Point localization data:
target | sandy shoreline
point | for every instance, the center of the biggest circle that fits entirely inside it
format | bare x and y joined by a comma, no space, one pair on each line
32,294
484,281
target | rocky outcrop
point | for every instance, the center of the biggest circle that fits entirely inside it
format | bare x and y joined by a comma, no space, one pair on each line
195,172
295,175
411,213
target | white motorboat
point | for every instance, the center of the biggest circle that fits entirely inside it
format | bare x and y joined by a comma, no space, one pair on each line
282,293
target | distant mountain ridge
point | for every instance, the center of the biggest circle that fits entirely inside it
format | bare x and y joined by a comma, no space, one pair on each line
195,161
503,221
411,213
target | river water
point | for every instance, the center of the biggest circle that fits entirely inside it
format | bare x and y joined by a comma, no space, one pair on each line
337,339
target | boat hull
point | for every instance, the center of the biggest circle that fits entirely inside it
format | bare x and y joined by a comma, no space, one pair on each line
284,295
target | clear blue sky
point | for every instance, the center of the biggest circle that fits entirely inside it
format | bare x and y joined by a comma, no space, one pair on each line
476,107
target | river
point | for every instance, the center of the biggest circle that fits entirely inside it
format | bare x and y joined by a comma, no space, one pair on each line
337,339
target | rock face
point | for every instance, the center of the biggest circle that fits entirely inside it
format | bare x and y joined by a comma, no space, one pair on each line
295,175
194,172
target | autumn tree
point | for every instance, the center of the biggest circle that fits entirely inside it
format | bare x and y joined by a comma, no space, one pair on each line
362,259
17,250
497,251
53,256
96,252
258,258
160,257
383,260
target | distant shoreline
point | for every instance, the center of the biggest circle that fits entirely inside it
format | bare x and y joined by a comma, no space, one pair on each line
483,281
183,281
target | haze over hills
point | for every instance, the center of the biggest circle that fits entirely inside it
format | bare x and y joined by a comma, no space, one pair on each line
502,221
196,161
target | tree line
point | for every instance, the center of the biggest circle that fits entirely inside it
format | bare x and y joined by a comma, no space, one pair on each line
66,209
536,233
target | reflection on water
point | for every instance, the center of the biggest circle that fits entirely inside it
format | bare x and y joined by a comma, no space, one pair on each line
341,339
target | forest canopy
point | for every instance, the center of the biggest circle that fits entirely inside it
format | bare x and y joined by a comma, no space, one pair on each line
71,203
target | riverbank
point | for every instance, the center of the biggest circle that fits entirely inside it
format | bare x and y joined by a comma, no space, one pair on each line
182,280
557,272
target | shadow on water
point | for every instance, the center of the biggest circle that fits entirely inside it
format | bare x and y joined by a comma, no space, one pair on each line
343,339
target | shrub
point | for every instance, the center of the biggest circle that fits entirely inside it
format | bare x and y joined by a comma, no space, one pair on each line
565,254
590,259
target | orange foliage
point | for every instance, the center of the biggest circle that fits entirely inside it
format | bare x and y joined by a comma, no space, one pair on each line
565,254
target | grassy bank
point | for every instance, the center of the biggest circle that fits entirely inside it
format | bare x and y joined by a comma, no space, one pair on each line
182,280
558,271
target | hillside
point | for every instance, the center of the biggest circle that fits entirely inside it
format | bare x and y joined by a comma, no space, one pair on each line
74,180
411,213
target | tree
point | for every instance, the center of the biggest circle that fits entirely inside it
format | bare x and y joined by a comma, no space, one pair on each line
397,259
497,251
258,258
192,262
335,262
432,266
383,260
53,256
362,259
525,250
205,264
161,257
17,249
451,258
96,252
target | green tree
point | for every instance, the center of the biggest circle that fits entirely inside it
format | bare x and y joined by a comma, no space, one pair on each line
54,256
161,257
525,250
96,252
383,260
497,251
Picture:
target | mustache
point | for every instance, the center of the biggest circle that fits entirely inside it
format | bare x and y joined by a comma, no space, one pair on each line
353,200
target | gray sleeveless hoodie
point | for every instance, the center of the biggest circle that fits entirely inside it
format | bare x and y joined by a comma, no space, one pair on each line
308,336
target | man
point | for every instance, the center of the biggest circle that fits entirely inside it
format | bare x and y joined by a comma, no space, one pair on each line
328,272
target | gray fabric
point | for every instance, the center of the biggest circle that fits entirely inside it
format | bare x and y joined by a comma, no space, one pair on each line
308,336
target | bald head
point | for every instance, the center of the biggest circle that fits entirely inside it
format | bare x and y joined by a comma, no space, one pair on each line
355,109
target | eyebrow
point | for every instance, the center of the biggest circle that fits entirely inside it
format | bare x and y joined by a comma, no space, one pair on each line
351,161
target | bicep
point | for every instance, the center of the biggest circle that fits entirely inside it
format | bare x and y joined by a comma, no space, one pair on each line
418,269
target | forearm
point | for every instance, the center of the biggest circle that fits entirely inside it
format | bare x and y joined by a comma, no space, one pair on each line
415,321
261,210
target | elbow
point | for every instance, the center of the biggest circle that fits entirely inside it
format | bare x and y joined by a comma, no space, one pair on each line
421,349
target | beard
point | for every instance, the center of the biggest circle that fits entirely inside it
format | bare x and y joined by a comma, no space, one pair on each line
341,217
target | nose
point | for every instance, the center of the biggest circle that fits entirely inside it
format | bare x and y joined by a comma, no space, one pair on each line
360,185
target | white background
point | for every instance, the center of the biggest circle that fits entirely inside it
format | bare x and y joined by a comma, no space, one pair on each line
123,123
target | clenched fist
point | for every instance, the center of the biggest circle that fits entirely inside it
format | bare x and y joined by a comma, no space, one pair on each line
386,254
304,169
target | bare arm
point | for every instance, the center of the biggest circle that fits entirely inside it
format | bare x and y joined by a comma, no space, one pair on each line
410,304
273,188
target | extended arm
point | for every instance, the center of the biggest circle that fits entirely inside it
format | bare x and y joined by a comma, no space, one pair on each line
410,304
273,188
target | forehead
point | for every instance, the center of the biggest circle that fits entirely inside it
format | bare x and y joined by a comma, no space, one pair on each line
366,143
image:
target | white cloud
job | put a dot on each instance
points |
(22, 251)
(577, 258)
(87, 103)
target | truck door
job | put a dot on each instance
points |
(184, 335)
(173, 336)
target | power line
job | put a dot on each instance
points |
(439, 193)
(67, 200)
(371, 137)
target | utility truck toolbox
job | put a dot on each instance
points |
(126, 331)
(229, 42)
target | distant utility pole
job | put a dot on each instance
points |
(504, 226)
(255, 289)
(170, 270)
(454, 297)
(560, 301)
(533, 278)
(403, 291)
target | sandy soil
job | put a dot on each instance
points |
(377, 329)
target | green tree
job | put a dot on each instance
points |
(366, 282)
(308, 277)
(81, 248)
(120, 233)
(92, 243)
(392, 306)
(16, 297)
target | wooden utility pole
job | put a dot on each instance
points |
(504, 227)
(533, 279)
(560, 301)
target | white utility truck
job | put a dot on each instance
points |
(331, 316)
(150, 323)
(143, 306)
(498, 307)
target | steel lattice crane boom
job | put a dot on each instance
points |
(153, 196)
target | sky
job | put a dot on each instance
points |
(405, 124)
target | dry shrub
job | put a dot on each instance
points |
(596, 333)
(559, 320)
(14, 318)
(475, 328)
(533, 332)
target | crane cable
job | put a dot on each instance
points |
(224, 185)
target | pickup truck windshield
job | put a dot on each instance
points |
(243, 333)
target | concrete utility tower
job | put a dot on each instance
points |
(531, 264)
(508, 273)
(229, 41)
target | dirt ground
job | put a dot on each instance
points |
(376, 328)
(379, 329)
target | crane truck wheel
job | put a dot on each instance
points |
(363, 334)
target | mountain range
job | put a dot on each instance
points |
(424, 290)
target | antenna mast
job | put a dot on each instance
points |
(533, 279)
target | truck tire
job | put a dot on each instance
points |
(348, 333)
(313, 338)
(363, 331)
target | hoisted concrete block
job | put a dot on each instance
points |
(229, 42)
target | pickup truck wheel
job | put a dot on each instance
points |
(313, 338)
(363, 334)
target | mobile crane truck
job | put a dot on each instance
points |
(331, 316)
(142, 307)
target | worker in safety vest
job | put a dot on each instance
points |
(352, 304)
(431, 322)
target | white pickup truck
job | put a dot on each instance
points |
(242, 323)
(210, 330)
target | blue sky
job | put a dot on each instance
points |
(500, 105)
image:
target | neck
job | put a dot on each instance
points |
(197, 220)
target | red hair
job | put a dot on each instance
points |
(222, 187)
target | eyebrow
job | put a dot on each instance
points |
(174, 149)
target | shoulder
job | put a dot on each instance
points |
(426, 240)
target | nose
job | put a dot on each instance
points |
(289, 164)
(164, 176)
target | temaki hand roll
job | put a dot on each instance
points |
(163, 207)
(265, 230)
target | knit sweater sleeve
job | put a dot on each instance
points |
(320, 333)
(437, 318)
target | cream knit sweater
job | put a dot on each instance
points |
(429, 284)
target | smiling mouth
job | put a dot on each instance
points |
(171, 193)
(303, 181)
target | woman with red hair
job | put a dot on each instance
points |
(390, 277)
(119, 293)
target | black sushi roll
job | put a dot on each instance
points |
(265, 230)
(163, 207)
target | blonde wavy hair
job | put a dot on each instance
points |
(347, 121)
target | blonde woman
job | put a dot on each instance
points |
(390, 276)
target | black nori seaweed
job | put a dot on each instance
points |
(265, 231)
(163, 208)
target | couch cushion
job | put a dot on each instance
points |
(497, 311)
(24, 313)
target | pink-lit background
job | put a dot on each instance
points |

### WORK TO BE COMPLETED
In the entries above, find the line with "target | pickup truck windshield" and the line with "target | pickup truck wheel", then restate word for word both of them and every line between, with nothing more.

### PROBLEM SOLUTION
target | pickup truck windshield
job | put a dot on each instance
points |
(243, 333)
target | concrete utility tower
job | put a dot on each instance
points |
(531, 264)
(508, 273)
(229, 41)
target | dirt ground
job | put a dot on each instance
points |
(376, 328)
(379, 329)
target | crane truck wheel
job | put a dot on each instance
points |
(363, 334)
target | mountain range
job | put a dot on each instance
points |
(424, 290)
target | antenna mast
job | put a dot on each instance
points |
(533, 279)
target | truck tire
job | put a dot on each instance
points |
(348, 333)
(313, 338)
(363, 331)
target | hoisted concrete block
job | put a dot on each instance
points |
(229, 42)
target | pickup truck wheel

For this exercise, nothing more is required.